"""

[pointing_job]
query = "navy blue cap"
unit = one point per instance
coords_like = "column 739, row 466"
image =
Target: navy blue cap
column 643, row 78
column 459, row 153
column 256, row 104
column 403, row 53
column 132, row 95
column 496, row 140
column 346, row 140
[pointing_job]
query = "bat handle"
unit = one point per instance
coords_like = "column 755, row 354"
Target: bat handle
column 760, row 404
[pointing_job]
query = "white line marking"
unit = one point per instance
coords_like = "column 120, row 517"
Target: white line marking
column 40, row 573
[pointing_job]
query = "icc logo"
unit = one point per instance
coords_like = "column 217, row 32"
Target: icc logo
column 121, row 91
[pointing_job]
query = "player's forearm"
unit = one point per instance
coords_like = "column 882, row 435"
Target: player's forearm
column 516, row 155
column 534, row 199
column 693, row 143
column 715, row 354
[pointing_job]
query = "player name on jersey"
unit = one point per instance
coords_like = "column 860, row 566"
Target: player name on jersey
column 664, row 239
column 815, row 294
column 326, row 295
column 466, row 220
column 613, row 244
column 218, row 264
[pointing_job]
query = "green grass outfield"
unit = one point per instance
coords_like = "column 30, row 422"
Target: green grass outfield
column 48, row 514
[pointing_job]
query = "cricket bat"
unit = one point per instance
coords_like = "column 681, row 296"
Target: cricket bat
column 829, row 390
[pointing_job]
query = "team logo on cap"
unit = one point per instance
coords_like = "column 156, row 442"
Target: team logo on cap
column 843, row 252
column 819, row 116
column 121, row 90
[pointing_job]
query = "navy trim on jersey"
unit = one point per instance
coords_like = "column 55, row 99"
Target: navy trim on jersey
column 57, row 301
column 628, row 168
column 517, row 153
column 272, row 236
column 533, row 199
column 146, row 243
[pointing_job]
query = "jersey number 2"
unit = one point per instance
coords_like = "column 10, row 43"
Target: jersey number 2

"""

* Exercise
Pick out every line in the entries above that contains the string "Target" and copy each one in full. Treat case as significant.

* Solution to the exercise
Target: navy blue cap
Target: bat handle
Target: white line marking
Target: icc logo
Target: player's forearm
Target: player name on jersey
Target: green grass outfield
Target: cricket bat
Target: team logo on cap
Target: navy trim on jersey
Target: jersey number 2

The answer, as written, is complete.